** START OF SUPPLIED RECORDS **

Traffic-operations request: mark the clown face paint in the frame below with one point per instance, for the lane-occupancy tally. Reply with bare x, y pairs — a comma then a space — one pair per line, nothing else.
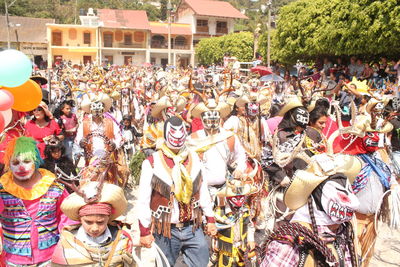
252, 109
236, 201
21, 168
338, 201
211, 119
301, 117
174, 133
97, 109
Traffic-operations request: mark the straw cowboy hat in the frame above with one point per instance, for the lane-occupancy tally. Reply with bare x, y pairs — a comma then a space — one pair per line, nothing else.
38, 78
305, 181
223, 108
236, 188
165, 102
291, 103
111, 194
373, 101
99, 97
251, 97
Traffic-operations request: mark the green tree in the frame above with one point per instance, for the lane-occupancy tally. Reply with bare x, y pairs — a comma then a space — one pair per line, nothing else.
212, 50
314, 28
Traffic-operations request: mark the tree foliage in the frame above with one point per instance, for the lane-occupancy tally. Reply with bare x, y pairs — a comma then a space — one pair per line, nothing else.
314, 28
212, 50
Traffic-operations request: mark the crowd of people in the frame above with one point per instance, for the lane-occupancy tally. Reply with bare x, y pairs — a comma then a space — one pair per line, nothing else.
230, 169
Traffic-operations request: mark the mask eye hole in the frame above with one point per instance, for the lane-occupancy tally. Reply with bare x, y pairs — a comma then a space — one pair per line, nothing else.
343, 197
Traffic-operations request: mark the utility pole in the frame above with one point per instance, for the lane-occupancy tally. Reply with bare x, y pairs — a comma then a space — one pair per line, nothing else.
169, 7
269, 34
8, 22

** END OF SUPPLIED RECORDS **

SET EXERCISE: Copy every item above word for word, but leave the pictures out.

ANSWER:
Traffic-operations request: mark the clown face paint in the frame below with one point per instance, for the lane-occupancy tally. Reply with bare x, y pairs — a comma then a space — one pair per line, nothing else.
252, 109
236, 201
21, 168
338, 201
211, 119
301, 117
174, 133
97, 109
Traffic-operations request: mark the straw cowboy hat in the frame above with one point per instance, for the lane-occupancy tally. Reply with bare x, y pairs — a comma then a space — one pair per line, nothing else.
38, 78
305, 181
223, 108
236, 188
165, 102
291, 103
111, 194
373, 101
99, 97
251, 97
Traffic-operations request: mark the green tree in the frame above with one point per instance, for the lane-occupancy tally. Reply with bare x, y pairs — a comma then a space — one pair per line, nothing else.
212, 50
314, 28
Traffic-operations request: mark the tree foliage in the frame above with one point per instance, for the lane-occupancy tally. Reply with bare x, y pairs — a comma then a space — one pair per line, nothing else.
314, 28
212, 50
Traffic-operations request: mark the crowd of people in the frame above with one point per instance, for the lane-occupancy tally. Reply with bare x, y pairs — a comma then a space — one pair per line, nothing else.
230, 169
Traffic-operations request: mark the mask eye hole in the frame above with one point per instance, for the lane-occupancy tally. Reply with bare x, y pairs — a comma then a space — one pair per line, nothing else.
343, 197
Traffic-operations request: mark the utility pole in the frame above with one point per instance, for the lane-occupancy tally. Reply with bare x, y pairs — a comma then a space — one pair per line, nothing else.
169, 7
269, 34
8, 22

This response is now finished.